WORK TO BE COMPLETED:
Every record is to be printed exactly as it appears.

INPUT FOR THIS TASK:

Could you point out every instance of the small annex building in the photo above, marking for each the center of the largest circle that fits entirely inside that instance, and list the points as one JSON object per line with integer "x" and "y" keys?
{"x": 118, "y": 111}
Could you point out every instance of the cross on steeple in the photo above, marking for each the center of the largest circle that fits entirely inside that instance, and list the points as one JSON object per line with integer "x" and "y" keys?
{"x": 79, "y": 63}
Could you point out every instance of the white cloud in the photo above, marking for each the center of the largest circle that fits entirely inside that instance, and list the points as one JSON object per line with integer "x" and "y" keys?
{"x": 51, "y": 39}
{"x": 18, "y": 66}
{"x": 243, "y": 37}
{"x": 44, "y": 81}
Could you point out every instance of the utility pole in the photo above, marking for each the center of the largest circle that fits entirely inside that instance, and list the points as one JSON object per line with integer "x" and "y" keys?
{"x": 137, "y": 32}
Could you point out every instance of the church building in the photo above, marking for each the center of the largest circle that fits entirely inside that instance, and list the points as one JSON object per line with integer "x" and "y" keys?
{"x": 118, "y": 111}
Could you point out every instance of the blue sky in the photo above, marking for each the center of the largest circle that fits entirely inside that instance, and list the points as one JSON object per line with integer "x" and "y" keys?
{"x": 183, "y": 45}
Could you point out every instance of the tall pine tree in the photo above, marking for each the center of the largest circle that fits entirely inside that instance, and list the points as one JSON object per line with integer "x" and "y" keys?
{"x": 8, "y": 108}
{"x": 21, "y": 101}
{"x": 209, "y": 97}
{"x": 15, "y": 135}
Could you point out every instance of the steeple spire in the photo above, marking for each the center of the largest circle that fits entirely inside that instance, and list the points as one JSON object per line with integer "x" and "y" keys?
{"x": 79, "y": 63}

ANSWER:
Could you point out every instance of the small annex building in the photo above, marking for each the center of the largest circle that fits entirely inside that instance, and list the points as one JSON object per line with integer "x" and "y" keys?
{"x": 118, "y": 111}
Could you point out every instance of the cross on steeple in the photo above, marking for each the center of the largest circle that fits entirely inside that instance, and list the points as one JSON object per line with integer "x" and "y" keys?
{"x": 79, "y": 63}
Could you point out every instance of the white cloud in the photo above, marking for each the center of the largest circle that fits entirely inside that instance, and list the points as one JSON object per line with integer "x" and "y" keys?
{"x": 51, "y": 39}
{"x": 18, "y": 66}
{"x": 243, "y": 37}
{"x": 44, "y": 81}
Could you point out every instance of the utility pole in the photo above, marking for each the center of the largest circle that fits entirely inside that instance, and list the points as one JSON object per line with integer "x" and "y" keys?
{"x": 137, "y": 32}
Could you point out every instance of the church building in the photo above, marking for each the center of the largest circle that fits entirely inside that instance, and list the points as one JSON object per line with integer "x" and "y" keys?
{"x": 118, "y": 111}
Could you point out every instance of the blue sky in the photo above, marking for each the center of the largest circle that fits entirely inside that instance, and list the points as one JSON object per line with integer "x" and "y" keys?
{"x": 183, "y": 45}
Could you point out every instance of the tall pine tree in the photo above, marking for each the center of the largest circle that fits entirely inside that instance, and list the points as one JSON object per line with integer "x" and "y" keys?
{"x": 8, "y": 108}
{"x": 21, "y": 101}
{"x": 209, "y": 97}
{"x": 15, "y": 135}
Could you point out every instance of the steeple spire in the photo above, marking for each the center of the largest circle that fits entirely inside that instance, and list the points as one JSON object per line with integer "x" and "y" keys?
{"x": 79, "y": 63}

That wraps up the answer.